Free-text object descriptions:
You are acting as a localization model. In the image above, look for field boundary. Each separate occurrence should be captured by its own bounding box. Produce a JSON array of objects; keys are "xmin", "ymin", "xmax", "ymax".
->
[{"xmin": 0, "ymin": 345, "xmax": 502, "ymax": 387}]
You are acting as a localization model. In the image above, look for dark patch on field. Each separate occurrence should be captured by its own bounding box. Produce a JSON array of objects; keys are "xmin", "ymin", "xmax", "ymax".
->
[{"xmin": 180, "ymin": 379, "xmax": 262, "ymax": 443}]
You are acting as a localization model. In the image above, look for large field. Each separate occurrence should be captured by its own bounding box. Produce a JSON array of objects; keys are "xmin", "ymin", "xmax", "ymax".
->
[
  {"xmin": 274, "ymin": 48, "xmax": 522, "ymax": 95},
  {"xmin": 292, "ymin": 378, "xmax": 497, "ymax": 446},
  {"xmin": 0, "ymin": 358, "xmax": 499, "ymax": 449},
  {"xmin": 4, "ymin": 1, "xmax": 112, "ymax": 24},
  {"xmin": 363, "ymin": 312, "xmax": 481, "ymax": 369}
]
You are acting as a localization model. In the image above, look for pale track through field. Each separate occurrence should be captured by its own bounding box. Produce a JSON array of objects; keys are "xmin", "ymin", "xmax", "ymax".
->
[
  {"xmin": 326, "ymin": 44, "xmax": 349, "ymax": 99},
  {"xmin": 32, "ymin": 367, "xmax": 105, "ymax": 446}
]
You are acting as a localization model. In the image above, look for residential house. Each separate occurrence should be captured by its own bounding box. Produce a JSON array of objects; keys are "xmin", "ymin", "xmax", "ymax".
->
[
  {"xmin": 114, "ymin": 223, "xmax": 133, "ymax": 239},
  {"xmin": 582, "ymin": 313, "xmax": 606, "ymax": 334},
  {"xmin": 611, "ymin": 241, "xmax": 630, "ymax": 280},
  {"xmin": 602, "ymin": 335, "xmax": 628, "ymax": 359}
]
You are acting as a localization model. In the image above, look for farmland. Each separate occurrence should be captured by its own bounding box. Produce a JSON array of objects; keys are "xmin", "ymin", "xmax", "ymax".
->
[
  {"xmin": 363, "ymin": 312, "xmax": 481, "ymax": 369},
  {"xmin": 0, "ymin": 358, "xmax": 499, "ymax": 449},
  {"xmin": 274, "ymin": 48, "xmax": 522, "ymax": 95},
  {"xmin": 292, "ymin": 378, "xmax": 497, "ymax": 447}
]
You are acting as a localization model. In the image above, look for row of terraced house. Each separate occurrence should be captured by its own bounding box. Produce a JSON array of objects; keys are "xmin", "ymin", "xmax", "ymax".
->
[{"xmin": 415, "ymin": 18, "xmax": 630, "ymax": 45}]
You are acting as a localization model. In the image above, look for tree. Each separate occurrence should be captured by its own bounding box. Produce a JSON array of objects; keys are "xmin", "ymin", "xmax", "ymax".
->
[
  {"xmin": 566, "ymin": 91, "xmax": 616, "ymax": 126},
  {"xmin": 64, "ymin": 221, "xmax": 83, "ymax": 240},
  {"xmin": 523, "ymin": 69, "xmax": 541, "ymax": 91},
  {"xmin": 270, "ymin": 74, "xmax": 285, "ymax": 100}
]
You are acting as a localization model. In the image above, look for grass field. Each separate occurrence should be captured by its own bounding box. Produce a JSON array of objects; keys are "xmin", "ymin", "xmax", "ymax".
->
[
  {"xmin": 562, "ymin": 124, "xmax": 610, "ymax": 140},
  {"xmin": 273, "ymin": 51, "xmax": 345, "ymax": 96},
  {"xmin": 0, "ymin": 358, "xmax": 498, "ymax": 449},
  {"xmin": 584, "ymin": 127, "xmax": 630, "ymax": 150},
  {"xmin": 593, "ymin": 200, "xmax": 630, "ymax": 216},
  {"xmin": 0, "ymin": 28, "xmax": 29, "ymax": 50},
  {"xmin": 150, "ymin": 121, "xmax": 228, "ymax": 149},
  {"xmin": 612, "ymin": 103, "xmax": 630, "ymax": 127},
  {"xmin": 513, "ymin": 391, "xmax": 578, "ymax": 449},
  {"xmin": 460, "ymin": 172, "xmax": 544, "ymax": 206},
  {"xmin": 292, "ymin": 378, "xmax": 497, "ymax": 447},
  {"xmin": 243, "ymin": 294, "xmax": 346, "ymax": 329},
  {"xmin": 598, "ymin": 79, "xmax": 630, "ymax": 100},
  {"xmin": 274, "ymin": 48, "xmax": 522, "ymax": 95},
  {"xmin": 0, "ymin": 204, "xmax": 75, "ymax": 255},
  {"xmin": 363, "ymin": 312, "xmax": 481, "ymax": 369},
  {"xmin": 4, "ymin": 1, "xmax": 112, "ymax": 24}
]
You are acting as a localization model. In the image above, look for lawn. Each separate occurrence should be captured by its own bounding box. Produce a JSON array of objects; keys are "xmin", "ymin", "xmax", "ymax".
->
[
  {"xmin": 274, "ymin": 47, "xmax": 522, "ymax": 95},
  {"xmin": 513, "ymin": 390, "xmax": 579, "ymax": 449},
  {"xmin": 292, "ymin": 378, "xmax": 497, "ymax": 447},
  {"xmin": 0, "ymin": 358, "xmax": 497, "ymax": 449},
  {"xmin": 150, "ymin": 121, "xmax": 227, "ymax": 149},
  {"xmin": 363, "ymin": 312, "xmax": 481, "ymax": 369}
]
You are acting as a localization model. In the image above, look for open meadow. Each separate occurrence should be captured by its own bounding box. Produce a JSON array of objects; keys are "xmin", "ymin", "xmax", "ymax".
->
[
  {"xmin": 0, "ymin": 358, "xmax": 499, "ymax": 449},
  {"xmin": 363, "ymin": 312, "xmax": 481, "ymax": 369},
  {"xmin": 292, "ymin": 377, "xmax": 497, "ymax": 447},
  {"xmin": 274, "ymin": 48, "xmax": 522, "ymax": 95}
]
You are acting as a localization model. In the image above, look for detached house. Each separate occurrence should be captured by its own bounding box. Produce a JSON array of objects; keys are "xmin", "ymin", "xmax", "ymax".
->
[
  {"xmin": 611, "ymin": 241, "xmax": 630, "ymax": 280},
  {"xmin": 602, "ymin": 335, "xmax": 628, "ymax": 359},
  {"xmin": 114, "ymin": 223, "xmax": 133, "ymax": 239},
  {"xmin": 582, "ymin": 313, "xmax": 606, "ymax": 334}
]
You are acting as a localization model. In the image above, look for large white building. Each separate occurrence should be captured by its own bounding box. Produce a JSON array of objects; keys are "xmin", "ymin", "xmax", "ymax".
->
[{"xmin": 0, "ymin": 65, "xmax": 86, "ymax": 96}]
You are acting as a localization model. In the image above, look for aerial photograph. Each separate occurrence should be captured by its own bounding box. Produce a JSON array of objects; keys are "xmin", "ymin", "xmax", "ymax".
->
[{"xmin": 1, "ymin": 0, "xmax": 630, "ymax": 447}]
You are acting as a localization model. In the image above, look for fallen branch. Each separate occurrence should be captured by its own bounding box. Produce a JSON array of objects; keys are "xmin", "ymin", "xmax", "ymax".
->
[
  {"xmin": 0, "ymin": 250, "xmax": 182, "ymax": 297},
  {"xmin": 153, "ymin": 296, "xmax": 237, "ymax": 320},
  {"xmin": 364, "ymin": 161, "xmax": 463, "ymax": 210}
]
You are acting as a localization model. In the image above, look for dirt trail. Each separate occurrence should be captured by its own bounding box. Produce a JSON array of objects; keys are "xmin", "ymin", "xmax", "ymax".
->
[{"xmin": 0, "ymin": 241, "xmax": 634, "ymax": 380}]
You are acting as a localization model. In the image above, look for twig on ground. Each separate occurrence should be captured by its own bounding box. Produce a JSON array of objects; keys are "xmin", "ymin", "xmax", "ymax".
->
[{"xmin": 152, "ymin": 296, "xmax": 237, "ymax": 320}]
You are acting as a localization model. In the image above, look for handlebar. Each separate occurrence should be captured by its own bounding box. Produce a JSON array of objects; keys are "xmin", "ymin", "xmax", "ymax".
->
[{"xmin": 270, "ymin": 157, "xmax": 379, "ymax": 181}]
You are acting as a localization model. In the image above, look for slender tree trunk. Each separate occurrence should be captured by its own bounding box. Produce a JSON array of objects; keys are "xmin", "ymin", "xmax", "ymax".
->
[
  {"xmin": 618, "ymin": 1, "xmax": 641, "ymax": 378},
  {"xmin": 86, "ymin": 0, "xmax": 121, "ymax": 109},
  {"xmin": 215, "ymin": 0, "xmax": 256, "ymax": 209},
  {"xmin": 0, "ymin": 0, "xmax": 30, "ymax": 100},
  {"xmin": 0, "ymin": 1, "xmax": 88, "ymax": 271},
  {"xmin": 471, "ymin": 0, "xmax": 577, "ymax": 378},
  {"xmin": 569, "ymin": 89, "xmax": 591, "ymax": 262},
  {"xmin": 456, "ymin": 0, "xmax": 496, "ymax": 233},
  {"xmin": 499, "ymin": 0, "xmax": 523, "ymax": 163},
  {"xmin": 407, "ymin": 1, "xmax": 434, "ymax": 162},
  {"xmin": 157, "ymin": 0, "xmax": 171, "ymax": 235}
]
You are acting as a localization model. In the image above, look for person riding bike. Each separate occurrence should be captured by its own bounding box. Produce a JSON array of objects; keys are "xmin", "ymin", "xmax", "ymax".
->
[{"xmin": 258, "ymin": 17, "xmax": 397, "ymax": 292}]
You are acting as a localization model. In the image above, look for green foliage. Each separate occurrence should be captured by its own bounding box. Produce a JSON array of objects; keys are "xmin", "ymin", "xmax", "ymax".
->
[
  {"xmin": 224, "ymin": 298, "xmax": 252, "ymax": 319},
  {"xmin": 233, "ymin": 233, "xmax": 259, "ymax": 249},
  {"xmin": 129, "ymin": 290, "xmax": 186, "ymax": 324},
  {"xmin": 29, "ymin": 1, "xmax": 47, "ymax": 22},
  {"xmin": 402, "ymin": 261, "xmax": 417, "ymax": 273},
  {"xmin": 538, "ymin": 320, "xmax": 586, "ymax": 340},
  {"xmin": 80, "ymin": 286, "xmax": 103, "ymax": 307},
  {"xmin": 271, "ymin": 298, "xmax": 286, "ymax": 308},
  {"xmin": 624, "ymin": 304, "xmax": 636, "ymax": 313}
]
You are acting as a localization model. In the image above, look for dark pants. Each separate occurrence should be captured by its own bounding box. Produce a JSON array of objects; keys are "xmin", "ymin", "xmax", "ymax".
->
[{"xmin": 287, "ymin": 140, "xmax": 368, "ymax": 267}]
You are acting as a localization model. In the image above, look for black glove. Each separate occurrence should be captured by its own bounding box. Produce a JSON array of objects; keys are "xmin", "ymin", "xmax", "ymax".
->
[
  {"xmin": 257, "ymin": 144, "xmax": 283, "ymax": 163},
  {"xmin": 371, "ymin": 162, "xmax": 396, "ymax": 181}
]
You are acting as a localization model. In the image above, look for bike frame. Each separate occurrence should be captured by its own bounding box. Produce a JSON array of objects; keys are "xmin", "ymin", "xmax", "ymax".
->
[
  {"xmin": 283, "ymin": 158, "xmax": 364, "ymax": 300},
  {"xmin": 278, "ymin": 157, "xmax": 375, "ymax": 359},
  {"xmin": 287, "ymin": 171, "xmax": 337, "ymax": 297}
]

#### Task item
The lines from the start of the entries above through the line containing "for large field." are the ones to return, please; copy them exactly and include both ends.

#### Answer for this exercise
You are acting as a localization model. In the image above, look for field boundary. Each separate occurrence should be captured by its own bounding box. Produce a JSON array of objects; keys are "xmin", "ymin", "xmax", "ymax".
->
[{"xmin": 0, "ymin": 345, "xmax": 502, "ymax": 387}]
You are acting as a localization model. In the image above, look for dark patch on field. Each separate occurrence should be captured by its own bounding box. Produce a JSON array of objects; keys are "xmin", "ymin", "xmax", "ymax".
->
[{"xmin": 180, "ymin": 379, "xmax": 262, "ymax": 443}]
You are acting as a localization model. In the image above, look for large field. Each separate occurrence should be captured by its own bounding box. Produce a JSON array of objects; keys are "xmin", "ymin", "xmax", "ymax".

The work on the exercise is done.